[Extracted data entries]
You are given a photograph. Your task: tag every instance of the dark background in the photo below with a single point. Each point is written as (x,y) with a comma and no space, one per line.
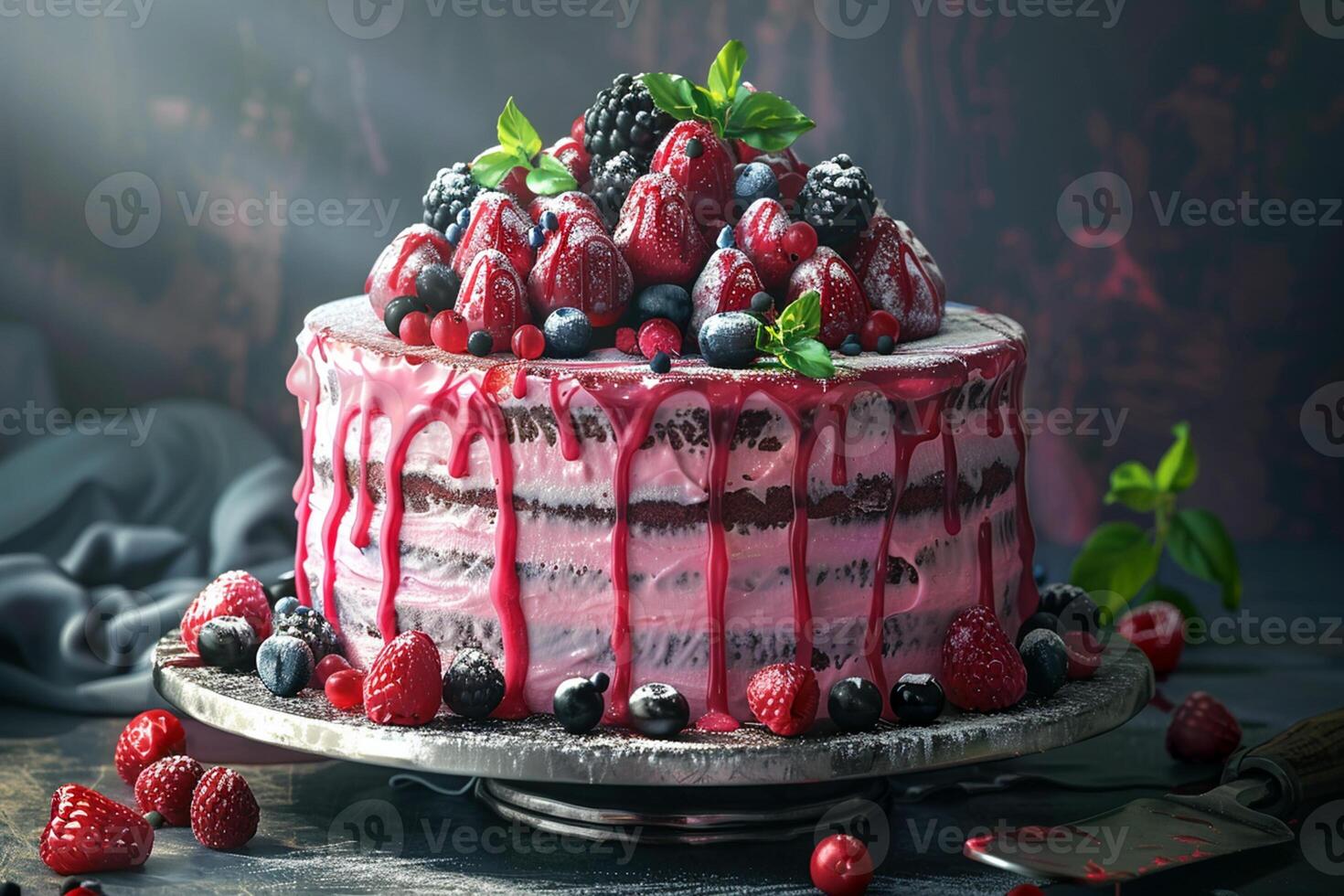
(971,126)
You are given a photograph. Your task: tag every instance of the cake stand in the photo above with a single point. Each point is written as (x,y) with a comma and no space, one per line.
(699,787)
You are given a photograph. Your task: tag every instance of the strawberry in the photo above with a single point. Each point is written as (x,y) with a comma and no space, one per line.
(146,739)
(981,669)
(88,832)
(223,810)
(728,283)
(497,222)
(1201,730)
(843,306)
(900,275)
(397,268)
(760,234)
(231,594)
(784,698)
(494,298)
(703,169)
(657,234)
(405,686)
(580,266)
(165,787)
(1158,630)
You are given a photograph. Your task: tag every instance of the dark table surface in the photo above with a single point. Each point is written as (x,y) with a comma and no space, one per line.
(440,844)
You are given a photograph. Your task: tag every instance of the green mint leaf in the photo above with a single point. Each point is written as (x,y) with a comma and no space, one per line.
(1179,468)
(494,166)
(517,133)
(1132,484)
(726,70)
(1118,558)
(1199,543)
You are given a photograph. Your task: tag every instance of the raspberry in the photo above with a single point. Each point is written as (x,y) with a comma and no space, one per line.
(165,787)
(405,683)
(784,698)
(223,810)
(146,739)
(88,832)
(981,669)
(233,594)
(1201,730)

* EXERCISE REQUIREMENTS *
Begin with the line that contains "of the cake" and end with the last line of the data. Repeat those two lines and all between them exactly.

* REPLY TO THE EXERCISE *
You are given a photograph. Your task: tag every instance of the cake stand in the photo above with a single point. Each point is written as (x,y) with a comma and no space, one per line.
(699,787)
You are given a photograph. Your task: tag every instance of the strawberry in the photo above with a single point. Each point is written as (x,y) with a comma and no space, one per line.
(146,739)
(981,669)
(88,832)
(223,810)
(728,283)
(497,222)
(1201,730)
(843,306)
(900,275)
(397,268)
(760,234)
(231,594)
(784,698)
(494,298)
(703,169)
(657,234)
(405,686)
(580,266)
(165,787)
(1158,630)
You are given a photograph. Your task: tag every instance of the dark table surface in the photo above with a single point. Each point is written as (x,y) with a comma and no space, one per line.
(440,844)
You are given a photograph. Your task: tag every instance of the green mint leaf in the photo above with a single point. Each point is written as (x,y) with a comma and no space, one per line.
(1179,468)
(494,166)
(517,133)
(1132,484)
(726,70)
(1118,558)
(1199,543)
You are given a photograph. Your task: tag every instance of the raspberry in the photo above with a single point. Each point is written as (x,y) with a comma and no space, one per line.
(165,787)
(405,683)
(784,698)
(223,810)
(146,739)
(88,832)
(981,669)
(233,594)
(1201,730)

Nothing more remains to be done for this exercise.